The request:
Pick up the syllabus of the Supreme Court decision on friar land assignments and continue it from its last sentence.

Given passage:
Philippine Supreme Court Jurisprudence


Philippine Supreme Court Jurisprudence > Year 1930 > March 1930 Decisions > G.R. No. 30818 March 25, 1930 - MARIANO S. YATCO v. PABLO MANGUERRA, ET AL.

054 Phil 661:




PHILIPPINE SUPREME COURT DECISIONS

EN BANC

[G.R. No. 30818. March 25, 1930.]

MARIANO S. YATCO, Plaintiff-Appellee, v. THE INTESTATE ESTATE OF PABLO MANGUERRA, ET AL., Defendants-Appellants. SEVERINA ZAVALLA AND ENGRACIA ZAVALLA, Intervenors-Appellants.

S. C. Pamatmat, for defendant-appellant Intestate Estate of P. Manguerra.

Jose Yulo, for defendant-appellant Calamba Sugar Estate.

Marcelino Lontok, for Intervenors-Appellants.

Ramon Diokno, for Plaintiff-Appellee.

SYLLABUS


1. FRIAR LANDS ACTS; TRANSFER OF LAND; FILING OF ASSIGNMENT WITH DIRECTOR OF BUREAU OF LANDS. — The word "registration" employed in section 16 of Act No. 1120, as amended by Act No. 2945, does not mean "approval." Registration there means the recording of assignment in the Bureau of Lands. And prior to, and independent of, said registration and approval, the law gives legal effect to the assignment upon the mere filing thereof with the Director of the Bureau of Lands.

2. ID.; ID.; ID. — The doctrine laid down in Arayata v. Joya (51 Phil., 654), does not hold that it is necessary to obtain the approval of the Director of the Bureau of Lands to the assignment made by a holder of a certificate of sale of friar lands, nor its registration in books of said office, nor that the mere filing of the assignment with the director of said bureau is insufficient to give legal effect thereto. This was not the issue in that case nor is it the law.

3. COMMON CREDITS EVIDENCED BY PUBLIC DEEDS; ORDER OF PREFERENCE. — Inasmuch as by the nullity of the mortgages in favor of the plaintiff and the intervenors, their credits have become but common credits through evidenced by public deeds, their order of preference depends on the order of priority of their respective dates, according to the rule laid down in No. 3, article 1924, Civil Code. Wherefore, the intervenors’ credit, dated February 15, 1925, takes preference over the plaintiff’s, dated March 5, 1925.

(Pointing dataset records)
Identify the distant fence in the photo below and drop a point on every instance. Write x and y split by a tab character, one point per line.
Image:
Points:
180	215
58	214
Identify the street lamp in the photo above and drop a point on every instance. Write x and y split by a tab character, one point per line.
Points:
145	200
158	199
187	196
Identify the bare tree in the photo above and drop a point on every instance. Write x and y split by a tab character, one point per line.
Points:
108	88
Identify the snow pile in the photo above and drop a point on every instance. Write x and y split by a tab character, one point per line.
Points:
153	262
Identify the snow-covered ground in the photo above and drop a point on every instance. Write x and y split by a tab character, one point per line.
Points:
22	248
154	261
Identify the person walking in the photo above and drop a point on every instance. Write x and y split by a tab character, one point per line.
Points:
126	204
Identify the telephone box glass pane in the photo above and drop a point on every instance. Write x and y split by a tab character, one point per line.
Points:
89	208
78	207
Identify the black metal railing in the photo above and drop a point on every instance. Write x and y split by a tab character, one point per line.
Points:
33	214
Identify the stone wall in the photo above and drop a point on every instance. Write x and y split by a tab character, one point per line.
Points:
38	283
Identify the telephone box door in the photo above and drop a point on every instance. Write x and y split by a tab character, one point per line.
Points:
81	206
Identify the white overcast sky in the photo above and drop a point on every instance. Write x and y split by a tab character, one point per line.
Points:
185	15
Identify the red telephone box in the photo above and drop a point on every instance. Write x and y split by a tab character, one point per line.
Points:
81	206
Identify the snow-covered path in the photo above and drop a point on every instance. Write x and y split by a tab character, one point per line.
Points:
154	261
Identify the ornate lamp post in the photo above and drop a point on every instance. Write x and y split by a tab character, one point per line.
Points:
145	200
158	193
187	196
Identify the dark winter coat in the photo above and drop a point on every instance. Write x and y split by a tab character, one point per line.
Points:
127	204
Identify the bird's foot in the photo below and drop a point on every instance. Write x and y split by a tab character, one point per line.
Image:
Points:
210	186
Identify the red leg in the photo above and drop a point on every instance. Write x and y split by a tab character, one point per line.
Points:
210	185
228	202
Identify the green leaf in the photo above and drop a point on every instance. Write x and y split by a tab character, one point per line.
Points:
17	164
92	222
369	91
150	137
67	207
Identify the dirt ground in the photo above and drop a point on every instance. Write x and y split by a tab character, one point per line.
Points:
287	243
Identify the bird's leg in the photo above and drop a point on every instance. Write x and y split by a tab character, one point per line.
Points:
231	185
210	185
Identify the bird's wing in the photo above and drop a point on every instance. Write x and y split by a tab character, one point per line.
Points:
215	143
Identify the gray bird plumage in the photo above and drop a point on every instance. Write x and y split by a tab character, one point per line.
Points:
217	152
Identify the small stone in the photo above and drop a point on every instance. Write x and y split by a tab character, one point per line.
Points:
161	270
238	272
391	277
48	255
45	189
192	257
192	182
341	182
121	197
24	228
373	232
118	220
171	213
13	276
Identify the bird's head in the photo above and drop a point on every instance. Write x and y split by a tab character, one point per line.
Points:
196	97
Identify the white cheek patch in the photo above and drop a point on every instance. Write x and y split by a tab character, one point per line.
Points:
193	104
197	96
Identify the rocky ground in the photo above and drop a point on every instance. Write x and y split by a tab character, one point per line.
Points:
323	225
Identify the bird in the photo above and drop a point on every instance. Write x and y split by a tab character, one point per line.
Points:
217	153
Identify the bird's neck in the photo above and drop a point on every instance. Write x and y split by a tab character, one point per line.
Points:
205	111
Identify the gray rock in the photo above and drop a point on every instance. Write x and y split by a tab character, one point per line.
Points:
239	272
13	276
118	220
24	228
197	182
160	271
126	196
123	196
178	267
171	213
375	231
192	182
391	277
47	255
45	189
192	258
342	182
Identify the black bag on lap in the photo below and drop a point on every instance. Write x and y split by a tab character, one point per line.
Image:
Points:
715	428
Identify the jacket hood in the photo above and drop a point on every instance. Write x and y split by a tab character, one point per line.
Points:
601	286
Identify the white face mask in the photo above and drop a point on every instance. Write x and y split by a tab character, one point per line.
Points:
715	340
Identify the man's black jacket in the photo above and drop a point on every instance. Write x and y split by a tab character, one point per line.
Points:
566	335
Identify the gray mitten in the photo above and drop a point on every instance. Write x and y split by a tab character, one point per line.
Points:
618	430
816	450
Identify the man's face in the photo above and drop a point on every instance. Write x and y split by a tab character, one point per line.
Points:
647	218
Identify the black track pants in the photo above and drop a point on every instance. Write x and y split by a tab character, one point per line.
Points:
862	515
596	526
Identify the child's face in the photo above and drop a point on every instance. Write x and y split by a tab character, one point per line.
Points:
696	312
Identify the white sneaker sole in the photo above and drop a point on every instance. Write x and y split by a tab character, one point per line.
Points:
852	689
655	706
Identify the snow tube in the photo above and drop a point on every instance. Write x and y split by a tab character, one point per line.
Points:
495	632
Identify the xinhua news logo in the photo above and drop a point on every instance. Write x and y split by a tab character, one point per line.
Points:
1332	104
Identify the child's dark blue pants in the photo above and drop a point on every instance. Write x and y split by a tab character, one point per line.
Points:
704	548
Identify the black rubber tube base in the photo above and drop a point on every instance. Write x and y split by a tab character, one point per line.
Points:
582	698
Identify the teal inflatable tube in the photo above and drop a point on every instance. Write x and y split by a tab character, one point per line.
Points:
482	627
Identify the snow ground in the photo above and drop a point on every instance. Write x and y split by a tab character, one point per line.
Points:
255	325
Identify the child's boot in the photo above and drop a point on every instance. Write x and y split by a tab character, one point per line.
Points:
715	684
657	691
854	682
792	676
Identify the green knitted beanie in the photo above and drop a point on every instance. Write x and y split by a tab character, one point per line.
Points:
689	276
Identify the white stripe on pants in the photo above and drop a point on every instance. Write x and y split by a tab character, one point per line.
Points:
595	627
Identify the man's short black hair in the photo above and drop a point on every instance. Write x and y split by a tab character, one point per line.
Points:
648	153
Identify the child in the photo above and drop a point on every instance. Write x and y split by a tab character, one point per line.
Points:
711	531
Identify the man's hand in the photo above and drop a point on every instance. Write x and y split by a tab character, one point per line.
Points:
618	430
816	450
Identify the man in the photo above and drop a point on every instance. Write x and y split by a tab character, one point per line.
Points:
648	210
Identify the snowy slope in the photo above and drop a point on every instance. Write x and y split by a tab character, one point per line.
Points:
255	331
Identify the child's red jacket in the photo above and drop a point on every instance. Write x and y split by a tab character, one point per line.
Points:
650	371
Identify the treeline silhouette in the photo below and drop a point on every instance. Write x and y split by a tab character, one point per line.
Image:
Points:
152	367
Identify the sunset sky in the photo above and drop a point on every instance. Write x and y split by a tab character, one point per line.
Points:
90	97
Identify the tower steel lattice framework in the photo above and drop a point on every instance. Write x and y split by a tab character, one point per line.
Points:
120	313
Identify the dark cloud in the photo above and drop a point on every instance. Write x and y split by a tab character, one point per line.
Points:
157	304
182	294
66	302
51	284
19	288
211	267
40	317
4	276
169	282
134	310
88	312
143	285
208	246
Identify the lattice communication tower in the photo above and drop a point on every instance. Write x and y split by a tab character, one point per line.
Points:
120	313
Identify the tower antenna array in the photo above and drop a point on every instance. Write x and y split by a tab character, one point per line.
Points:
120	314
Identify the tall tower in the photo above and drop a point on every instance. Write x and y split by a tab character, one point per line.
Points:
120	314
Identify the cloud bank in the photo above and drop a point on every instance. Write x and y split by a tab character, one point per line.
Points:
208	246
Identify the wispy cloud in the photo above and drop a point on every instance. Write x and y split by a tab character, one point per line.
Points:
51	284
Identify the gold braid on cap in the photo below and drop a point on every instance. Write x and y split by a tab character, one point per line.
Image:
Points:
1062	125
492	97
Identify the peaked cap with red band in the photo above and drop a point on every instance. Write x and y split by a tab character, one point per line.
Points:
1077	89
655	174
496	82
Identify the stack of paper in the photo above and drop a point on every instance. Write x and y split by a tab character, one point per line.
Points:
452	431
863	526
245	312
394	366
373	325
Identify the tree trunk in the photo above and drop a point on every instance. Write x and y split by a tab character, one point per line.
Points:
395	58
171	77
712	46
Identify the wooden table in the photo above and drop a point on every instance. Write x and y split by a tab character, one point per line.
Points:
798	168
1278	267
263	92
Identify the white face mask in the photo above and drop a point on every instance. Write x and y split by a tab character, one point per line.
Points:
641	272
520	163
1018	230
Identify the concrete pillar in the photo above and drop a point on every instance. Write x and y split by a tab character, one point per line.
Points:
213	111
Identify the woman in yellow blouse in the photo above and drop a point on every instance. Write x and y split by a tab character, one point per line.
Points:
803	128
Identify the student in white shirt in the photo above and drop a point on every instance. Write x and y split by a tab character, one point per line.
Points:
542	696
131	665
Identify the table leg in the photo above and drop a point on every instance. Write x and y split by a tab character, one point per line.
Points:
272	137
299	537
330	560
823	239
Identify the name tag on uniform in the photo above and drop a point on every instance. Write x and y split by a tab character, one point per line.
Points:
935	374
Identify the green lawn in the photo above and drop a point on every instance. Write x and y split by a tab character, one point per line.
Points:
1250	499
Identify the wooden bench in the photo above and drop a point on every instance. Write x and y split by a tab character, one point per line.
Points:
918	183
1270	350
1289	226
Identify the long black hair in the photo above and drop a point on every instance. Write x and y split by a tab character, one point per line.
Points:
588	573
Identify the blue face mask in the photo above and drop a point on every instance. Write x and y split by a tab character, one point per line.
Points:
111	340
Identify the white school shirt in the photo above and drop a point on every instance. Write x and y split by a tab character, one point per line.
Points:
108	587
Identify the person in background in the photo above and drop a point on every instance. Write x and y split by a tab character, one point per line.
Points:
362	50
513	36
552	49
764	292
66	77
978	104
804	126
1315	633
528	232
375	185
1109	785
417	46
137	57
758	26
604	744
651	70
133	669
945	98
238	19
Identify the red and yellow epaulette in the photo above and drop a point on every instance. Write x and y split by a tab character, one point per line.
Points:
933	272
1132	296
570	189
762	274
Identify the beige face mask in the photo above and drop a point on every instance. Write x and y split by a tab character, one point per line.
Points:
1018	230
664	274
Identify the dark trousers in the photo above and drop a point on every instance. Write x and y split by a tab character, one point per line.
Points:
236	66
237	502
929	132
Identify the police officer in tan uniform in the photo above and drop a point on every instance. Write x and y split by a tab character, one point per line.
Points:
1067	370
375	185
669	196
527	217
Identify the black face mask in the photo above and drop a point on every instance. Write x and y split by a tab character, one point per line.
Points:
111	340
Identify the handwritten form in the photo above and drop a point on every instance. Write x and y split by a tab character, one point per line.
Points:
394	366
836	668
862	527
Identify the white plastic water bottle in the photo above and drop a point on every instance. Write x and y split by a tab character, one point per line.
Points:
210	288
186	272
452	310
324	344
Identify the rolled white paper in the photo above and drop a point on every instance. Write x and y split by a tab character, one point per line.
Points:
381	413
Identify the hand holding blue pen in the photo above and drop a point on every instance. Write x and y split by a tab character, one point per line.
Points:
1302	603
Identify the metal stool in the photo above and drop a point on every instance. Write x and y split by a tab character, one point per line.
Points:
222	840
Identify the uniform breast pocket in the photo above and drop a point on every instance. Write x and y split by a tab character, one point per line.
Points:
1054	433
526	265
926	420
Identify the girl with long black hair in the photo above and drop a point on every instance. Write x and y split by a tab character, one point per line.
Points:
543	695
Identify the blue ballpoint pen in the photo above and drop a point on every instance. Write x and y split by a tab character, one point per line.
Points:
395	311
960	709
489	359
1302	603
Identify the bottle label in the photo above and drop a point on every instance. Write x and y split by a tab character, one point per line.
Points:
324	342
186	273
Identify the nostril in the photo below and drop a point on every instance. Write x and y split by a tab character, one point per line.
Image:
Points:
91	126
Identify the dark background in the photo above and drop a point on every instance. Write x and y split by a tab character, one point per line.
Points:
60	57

Expected output:
D E C I S I O N


ROMUALDEZ, J.:


On November 29, 1929, the second division of this court promulgated the first decision in this case. 1

Upon consideration of the motions for reconsideration filed by the plaintiff and by the third-party claimants, and of the allegation made therein to the effects that the amount involved is at least P40,000, the aforementioned second division of this court vacated its decision and submitted the case to the court in banc.

After the case was considered and voted upon by the court in banc, the present opinion was rendered.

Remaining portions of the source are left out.